Records supplied Start Marker

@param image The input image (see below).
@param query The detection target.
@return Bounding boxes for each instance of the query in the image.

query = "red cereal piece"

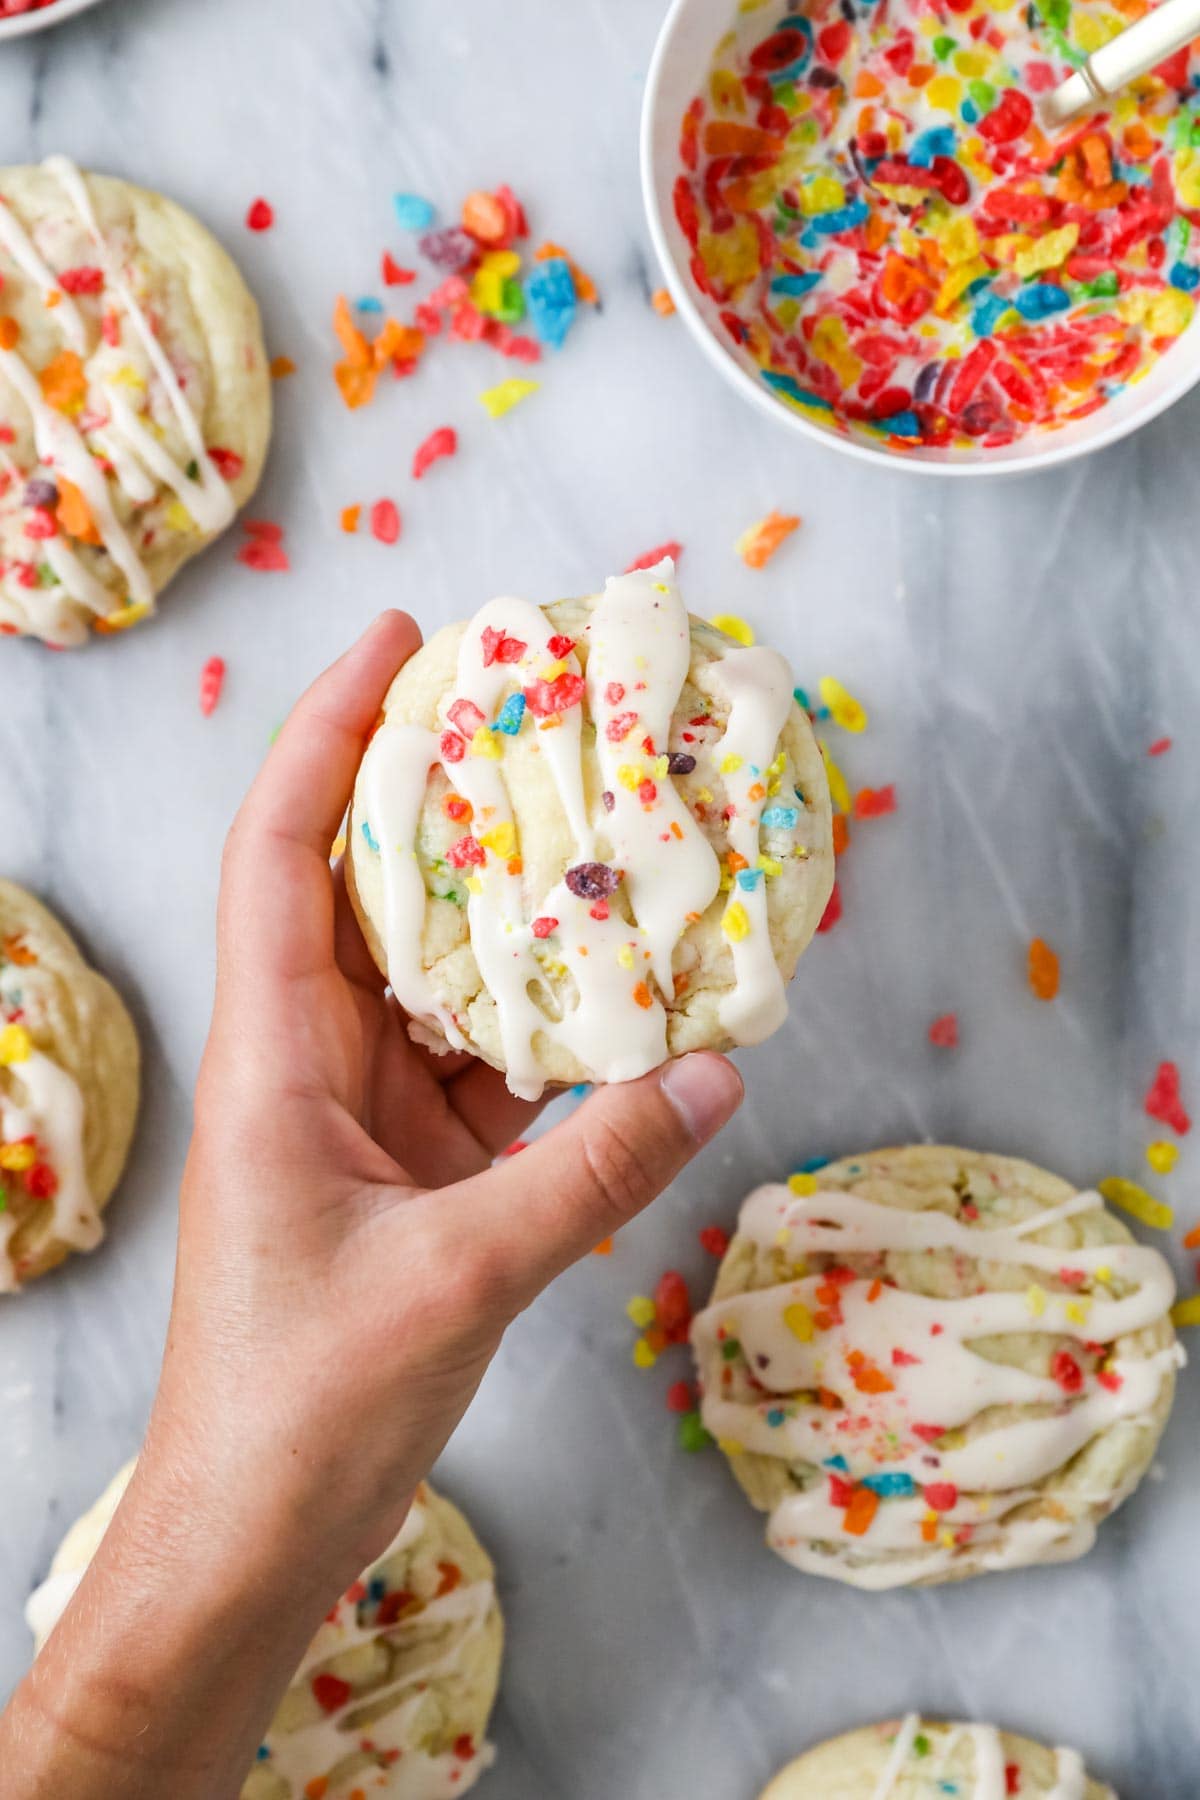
[625,541,683,573]
[853,785,896,819]
[653,1269,692,1343]
[245,198,274,232]
[370,499,401,544]
[199,656,225,717]
[382,252,417,286]
[666,1380,694,1412]
[523,673,585,717]
[698,1224,730,1257]
[816,881,842,934]
[311,1674,351,1713]
[412,426,457,479]
[1050,1349,1084,1394]
[1145,1060,1191,1135]
[1147,737,1172,756]
[480,627,527,666]
[237,537,289,573]
[923,1482,958,1513]
[531,916,558,939]
[58,266,104,295]
[928,1013,958,1048]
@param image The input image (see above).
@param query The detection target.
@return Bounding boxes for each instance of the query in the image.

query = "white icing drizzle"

Records supplied End Marker

Scan the data, and report each line that uses the word "param".

* Written reply:
@param image The input image (see below).
@param query The detection target.
@param image The input image (see above).
@param query The detection target.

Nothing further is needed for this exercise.